-- Text block --
——————————
High Court Of Delhi
CIT, Delhi-Xv Vs. Smt. Neenu Dutta
Assessment Year : 2008-09
Section : 271(1)(c), 45, 45F
Badar Durrez Ahemed And Vibhu Bakhru, Jj.
IT Appeal No. 279 Of 2013
May 31, 2013
Vibhu Bakhru, J. – This is an appeal filed on behalf of the revenue under Section 260A of the Income Tax Act, 1961 (hereinafter referred to as the “Act”). The appellant herein has challenged the order dated 20.07.2012 passed by the Income Tax Appellate Tribunal in ITA No. 215/Del/2012 for the assessment year 2008-09. The controversy in the present case relates to levy of penalty by the Assessing Officer under Section 271(1)(c) of the Act.
2. The assessee filed a return under the Act for the assessment year 2008-09 on 30.09.2008 declaring an income of Rs. 78,83,303/-. The assessee did not include capital gains of Rs. 86,98,461/- that had resulted on account of the assessee exercising of stock options and the sale of the shares vested with the assessee pursuant the exercise of the Employees Stock Option (ESOP). The assessee did not include the said amount as gains were claimed to be long term capital gains.
——————————
-- Task requirements --
Continue the Delhi High Court judgment on the penalty appeal, beginning after its final sentence.

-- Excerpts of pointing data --
——————————
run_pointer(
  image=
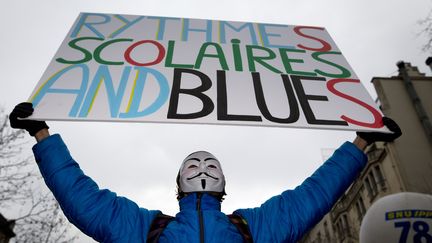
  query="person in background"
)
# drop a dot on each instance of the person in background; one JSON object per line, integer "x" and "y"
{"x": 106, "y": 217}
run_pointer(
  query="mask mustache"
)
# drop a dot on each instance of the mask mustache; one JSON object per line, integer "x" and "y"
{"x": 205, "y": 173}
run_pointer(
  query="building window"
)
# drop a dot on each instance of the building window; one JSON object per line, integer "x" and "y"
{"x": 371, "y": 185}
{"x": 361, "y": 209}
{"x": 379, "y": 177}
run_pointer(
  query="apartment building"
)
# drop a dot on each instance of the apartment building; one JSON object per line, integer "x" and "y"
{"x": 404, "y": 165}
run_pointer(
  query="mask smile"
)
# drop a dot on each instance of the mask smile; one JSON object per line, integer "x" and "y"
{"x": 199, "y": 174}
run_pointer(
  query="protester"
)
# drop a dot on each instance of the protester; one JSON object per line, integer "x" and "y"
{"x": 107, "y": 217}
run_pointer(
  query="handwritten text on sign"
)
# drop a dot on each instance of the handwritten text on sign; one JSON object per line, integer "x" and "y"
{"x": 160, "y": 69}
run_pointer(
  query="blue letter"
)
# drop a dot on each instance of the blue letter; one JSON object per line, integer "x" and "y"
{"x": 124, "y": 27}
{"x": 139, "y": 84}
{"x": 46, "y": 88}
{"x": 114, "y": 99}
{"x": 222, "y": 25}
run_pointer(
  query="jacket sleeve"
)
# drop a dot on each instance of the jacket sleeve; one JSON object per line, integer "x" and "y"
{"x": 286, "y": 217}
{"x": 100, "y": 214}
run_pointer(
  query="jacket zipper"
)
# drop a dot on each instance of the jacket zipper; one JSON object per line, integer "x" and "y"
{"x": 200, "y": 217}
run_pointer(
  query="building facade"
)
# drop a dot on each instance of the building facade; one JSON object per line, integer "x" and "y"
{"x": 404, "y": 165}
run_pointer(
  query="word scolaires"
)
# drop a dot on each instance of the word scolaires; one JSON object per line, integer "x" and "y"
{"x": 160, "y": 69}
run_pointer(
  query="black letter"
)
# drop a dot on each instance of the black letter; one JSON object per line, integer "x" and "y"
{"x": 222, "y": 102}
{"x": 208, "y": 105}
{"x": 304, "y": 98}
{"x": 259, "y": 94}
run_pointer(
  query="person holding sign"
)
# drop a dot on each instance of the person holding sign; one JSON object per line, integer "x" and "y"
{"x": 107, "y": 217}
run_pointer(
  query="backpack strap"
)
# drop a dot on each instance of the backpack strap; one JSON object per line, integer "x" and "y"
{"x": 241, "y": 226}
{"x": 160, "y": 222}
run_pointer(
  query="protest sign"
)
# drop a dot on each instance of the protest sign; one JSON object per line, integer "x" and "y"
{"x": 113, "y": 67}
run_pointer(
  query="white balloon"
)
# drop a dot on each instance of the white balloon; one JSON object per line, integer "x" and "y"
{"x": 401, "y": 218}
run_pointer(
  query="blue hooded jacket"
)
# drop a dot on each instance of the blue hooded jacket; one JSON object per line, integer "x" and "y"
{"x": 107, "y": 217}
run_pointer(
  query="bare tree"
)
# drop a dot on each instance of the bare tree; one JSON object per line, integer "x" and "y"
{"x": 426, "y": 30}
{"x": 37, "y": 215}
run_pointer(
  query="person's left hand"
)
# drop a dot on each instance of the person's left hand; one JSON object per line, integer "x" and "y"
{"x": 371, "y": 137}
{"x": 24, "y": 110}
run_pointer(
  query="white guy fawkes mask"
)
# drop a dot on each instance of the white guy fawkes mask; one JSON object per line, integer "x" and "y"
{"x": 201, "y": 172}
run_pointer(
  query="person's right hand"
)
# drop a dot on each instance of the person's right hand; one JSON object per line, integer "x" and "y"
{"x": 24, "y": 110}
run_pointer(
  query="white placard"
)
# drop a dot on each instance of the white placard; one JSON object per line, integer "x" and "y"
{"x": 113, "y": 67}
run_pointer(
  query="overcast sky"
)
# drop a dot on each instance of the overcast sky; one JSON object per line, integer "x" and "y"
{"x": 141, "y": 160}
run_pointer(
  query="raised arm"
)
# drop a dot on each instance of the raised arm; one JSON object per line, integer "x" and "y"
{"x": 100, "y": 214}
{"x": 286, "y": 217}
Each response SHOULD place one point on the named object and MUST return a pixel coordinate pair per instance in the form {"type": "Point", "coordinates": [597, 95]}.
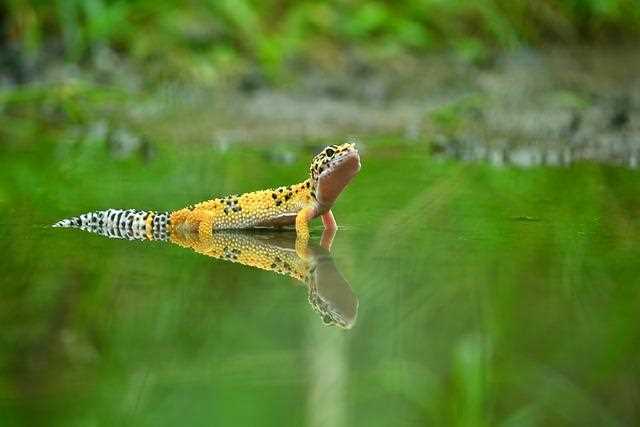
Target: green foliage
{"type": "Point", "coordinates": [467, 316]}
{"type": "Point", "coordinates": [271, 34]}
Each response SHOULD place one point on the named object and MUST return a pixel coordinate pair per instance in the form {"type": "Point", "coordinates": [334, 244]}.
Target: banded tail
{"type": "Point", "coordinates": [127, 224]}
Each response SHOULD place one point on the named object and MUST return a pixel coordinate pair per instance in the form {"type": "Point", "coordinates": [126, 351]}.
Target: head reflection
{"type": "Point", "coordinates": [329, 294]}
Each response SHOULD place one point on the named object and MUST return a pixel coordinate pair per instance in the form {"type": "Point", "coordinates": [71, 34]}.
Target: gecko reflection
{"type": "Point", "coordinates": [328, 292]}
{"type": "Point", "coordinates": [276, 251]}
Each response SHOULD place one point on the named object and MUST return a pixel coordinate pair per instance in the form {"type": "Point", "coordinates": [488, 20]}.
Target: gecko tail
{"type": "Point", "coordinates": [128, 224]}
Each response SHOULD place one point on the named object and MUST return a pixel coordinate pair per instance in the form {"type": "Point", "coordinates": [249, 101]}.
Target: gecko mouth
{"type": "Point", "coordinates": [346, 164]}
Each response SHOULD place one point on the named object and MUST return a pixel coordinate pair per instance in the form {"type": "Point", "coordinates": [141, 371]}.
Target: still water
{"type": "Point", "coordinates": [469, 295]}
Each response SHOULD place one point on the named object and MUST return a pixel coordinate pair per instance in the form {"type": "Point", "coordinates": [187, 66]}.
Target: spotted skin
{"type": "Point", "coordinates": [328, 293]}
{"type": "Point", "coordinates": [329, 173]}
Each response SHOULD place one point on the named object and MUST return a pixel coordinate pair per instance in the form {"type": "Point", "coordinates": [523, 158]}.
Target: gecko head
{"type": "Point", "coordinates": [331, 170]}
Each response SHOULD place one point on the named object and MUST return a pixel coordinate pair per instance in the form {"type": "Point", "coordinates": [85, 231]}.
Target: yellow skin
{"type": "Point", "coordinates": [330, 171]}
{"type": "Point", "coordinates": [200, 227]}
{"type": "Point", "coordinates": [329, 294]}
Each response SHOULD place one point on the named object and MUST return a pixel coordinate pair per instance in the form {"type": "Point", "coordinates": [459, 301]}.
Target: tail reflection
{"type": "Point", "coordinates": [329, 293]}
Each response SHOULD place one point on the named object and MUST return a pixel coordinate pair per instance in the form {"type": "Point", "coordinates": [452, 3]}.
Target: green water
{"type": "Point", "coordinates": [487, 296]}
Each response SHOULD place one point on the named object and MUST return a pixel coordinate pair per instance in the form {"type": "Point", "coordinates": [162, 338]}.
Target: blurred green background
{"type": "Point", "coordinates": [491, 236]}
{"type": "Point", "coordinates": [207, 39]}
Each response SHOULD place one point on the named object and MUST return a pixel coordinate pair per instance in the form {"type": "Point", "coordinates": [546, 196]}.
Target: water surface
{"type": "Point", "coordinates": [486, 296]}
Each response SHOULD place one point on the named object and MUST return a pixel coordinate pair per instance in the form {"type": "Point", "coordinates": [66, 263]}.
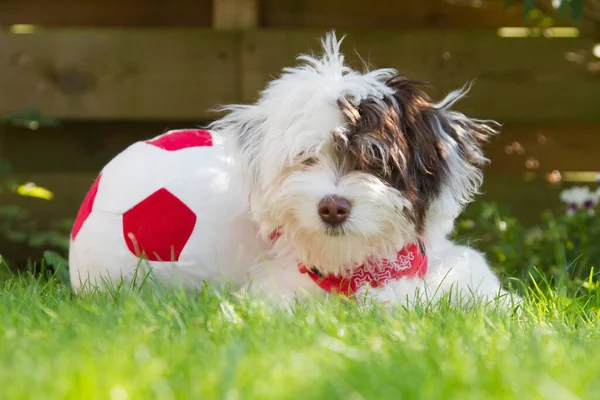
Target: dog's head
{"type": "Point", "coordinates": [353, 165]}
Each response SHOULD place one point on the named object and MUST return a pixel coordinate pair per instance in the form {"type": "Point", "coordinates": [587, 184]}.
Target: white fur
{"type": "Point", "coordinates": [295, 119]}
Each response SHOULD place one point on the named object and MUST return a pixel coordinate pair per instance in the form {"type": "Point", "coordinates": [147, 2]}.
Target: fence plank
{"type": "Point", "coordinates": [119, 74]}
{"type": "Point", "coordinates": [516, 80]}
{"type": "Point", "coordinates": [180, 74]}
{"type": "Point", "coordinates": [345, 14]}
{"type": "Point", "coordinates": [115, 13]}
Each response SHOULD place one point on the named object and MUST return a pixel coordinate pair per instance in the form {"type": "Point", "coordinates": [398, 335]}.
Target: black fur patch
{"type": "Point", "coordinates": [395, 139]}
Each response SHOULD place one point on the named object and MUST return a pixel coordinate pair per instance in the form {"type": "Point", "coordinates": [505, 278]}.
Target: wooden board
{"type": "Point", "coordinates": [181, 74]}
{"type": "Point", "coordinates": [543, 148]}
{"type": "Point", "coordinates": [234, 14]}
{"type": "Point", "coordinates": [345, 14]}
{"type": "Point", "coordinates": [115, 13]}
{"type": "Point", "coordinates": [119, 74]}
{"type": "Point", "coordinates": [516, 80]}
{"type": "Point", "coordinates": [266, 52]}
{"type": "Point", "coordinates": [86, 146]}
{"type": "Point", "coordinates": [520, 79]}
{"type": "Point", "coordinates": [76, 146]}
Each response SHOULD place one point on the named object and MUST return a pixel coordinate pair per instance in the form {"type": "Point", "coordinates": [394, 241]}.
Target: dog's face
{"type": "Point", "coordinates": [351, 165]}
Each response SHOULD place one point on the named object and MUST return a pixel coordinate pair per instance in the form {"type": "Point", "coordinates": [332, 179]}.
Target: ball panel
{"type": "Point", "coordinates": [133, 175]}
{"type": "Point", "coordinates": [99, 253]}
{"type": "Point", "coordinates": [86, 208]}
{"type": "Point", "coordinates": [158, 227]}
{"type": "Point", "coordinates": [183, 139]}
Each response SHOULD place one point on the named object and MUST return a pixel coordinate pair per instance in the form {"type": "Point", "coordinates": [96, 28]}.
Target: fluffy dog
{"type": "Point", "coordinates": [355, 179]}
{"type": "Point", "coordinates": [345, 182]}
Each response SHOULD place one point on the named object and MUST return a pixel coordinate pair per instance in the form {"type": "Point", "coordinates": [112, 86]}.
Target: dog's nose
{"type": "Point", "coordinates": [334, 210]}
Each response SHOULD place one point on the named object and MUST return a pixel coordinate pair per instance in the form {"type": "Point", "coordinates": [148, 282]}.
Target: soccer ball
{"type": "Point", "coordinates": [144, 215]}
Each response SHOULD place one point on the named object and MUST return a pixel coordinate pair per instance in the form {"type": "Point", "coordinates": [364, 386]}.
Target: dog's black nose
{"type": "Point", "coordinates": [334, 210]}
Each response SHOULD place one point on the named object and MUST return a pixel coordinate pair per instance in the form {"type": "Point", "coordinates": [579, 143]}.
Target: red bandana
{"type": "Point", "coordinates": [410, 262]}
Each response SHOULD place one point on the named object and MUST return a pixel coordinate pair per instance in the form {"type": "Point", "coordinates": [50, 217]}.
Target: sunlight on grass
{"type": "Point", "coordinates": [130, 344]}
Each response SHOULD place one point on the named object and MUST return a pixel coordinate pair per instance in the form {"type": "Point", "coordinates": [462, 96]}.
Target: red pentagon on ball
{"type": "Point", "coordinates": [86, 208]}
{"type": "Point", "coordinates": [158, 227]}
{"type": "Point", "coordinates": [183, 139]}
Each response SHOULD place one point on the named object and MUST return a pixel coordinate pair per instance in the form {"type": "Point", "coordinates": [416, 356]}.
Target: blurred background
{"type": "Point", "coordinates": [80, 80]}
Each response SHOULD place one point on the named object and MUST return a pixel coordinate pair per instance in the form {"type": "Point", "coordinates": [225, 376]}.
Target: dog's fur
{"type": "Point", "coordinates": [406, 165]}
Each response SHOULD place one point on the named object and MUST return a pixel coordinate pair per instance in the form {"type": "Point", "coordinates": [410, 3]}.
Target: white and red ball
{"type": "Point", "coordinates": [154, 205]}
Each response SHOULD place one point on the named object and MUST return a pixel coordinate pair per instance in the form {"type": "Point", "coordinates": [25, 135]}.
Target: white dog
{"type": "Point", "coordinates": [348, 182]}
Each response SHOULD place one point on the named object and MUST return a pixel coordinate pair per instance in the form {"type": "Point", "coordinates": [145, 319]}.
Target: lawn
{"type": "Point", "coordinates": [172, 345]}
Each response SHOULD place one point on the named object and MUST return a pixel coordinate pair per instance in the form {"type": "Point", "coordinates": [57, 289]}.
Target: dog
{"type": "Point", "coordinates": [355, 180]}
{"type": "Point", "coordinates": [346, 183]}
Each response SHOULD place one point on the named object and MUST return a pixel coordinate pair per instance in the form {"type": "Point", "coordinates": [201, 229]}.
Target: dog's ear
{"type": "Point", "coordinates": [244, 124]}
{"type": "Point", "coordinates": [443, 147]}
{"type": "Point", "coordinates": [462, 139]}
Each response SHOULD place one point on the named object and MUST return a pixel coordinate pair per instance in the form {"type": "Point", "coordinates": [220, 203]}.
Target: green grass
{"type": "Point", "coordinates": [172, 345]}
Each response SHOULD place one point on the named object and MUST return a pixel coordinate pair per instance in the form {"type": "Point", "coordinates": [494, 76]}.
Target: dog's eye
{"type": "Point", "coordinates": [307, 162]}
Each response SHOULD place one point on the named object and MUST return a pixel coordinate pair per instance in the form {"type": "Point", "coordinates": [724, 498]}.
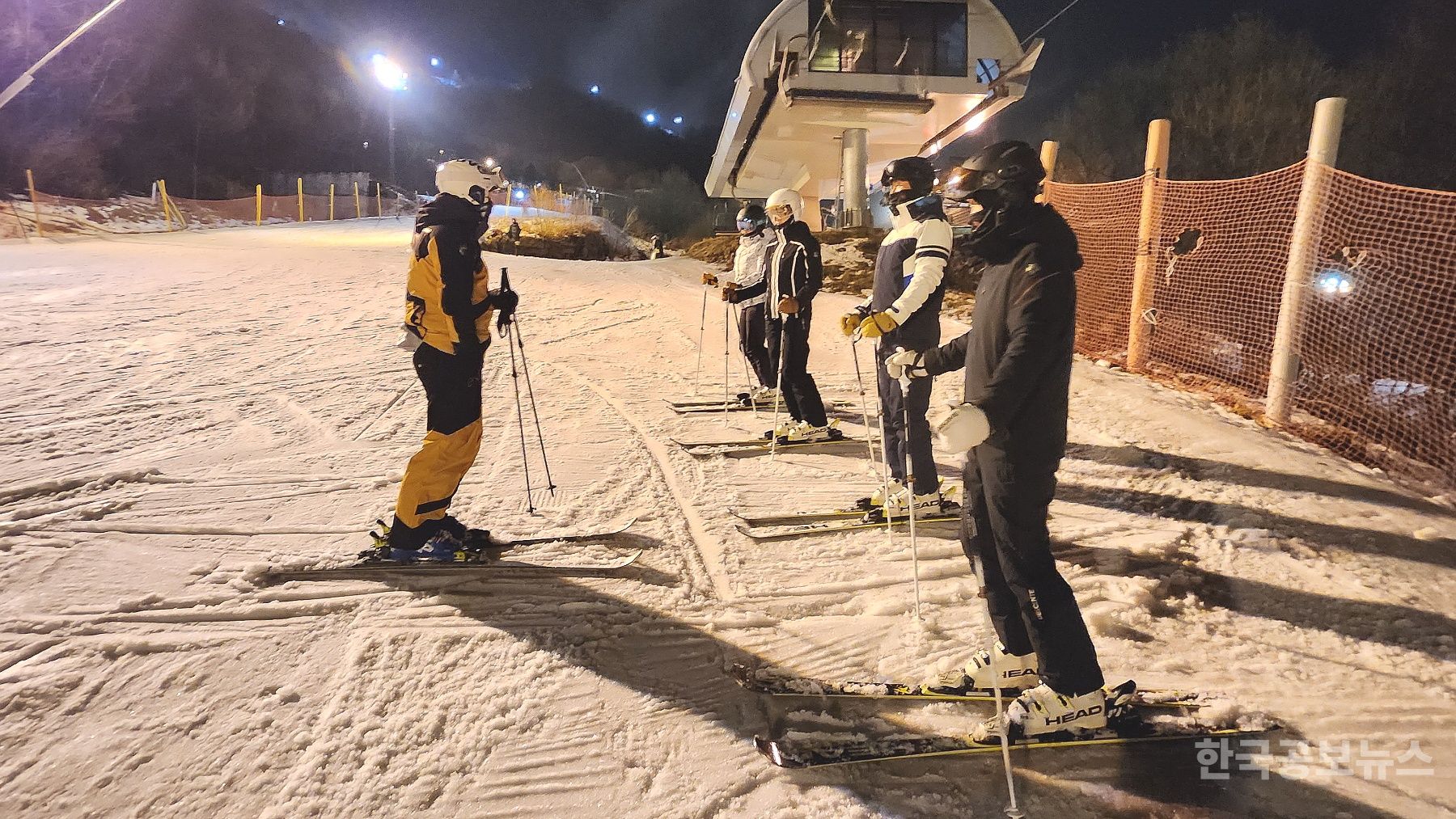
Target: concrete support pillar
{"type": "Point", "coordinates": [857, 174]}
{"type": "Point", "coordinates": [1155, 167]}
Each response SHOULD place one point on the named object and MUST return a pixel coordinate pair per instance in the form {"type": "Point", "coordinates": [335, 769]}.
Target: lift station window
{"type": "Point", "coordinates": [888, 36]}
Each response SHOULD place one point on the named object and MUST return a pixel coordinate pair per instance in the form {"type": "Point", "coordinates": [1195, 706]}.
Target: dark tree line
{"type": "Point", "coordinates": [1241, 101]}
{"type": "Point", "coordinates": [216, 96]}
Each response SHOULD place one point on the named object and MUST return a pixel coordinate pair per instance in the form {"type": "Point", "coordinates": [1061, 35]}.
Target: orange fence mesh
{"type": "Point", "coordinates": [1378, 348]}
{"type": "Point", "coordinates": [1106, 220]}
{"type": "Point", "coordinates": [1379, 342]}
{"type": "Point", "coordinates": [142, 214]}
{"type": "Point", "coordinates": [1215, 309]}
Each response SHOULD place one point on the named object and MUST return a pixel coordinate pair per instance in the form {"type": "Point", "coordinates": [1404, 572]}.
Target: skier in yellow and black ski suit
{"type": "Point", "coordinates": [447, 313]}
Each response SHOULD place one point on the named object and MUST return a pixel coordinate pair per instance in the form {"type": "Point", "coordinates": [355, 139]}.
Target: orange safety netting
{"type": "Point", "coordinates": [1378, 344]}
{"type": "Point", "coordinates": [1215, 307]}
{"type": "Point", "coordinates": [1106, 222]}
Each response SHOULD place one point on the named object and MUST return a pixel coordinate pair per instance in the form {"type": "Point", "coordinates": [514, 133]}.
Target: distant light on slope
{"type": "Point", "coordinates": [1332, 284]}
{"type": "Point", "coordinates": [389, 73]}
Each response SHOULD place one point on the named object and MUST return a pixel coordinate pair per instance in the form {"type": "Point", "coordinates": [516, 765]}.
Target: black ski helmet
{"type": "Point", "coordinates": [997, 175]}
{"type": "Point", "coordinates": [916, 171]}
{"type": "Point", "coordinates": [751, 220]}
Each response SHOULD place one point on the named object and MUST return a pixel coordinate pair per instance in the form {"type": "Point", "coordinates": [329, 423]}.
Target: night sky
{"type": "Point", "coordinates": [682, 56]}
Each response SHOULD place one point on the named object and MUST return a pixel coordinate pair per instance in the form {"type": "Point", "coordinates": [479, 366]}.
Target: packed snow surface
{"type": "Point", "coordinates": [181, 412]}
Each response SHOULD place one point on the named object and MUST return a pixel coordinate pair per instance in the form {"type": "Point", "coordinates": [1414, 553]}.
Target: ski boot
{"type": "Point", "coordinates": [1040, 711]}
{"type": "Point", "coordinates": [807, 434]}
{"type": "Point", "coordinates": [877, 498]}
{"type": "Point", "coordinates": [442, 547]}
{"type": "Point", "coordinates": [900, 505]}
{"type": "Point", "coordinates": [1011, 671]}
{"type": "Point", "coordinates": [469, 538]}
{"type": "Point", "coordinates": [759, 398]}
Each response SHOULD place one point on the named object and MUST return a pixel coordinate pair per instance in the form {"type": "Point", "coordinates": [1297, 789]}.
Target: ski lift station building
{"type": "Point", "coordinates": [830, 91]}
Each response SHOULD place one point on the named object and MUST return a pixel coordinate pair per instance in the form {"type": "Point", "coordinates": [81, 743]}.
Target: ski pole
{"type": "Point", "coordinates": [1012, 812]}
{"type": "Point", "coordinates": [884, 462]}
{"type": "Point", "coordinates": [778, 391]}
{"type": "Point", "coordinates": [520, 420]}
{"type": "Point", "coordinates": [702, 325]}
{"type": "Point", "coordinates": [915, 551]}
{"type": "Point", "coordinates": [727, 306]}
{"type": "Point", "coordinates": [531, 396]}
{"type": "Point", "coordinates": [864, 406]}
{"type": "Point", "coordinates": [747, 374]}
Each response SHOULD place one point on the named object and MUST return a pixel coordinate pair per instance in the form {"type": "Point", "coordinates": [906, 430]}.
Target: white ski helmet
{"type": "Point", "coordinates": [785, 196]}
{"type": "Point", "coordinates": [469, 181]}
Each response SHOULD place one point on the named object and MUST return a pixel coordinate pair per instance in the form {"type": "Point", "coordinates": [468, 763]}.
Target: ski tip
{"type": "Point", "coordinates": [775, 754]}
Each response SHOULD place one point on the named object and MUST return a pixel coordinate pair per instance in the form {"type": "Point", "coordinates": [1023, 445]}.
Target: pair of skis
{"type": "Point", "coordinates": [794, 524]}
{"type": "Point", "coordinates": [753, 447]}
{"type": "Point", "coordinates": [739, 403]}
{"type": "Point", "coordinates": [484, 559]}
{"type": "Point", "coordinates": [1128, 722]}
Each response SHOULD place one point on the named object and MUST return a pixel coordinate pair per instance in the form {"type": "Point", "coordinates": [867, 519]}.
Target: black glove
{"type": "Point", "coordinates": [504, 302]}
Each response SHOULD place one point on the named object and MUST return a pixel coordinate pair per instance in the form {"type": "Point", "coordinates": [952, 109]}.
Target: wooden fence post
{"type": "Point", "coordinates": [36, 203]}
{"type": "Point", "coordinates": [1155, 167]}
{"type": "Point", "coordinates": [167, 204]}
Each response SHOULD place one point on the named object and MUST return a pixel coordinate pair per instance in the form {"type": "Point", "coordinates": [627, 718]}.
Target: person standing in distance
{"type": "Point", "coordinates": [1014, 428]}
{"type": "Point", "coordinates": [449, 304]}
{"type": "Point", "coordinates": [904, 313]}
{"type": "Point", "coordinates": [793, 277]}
——————————
-- Answer to the task --
3. The assessee was a senior executive with Citi Bank N.A. and had been granted the employee stock options by the employer on various dates from January 1998 to January 2004 during the course of her employment. The first employee stock option was granted to the assessee on 20.01.1998 and on the last option the stock option was granted on 20.01.2004. The employee stock options that were granted to the assessee were exercised by her on various dates. The employee stock option granted to the assessee on 20.01.1998, 2.11.1998, 13.02.2002, 12.02.2003 and 13.02.2002 was exercised by the assessee on 30.04.2007, 03.05.2007, 19.04.2007, 23.04.2007 and 13.07.2007 for 2680, 3431, 514, 600 and 128 nos. of shares respectively. The employee stock options granted to the assessee were cashless options and the shares vested with the assessee pursuant to the exercise of the options were liable to be sold and the net proceeds thereof remitted to the assessee. The shares vested with the assessee pursuant to the options exercised were sold on the date of exercise of options and after deducting the price at which the options were granted and the expenses for sale of shares, the balance proceeds were remitted to the assessee.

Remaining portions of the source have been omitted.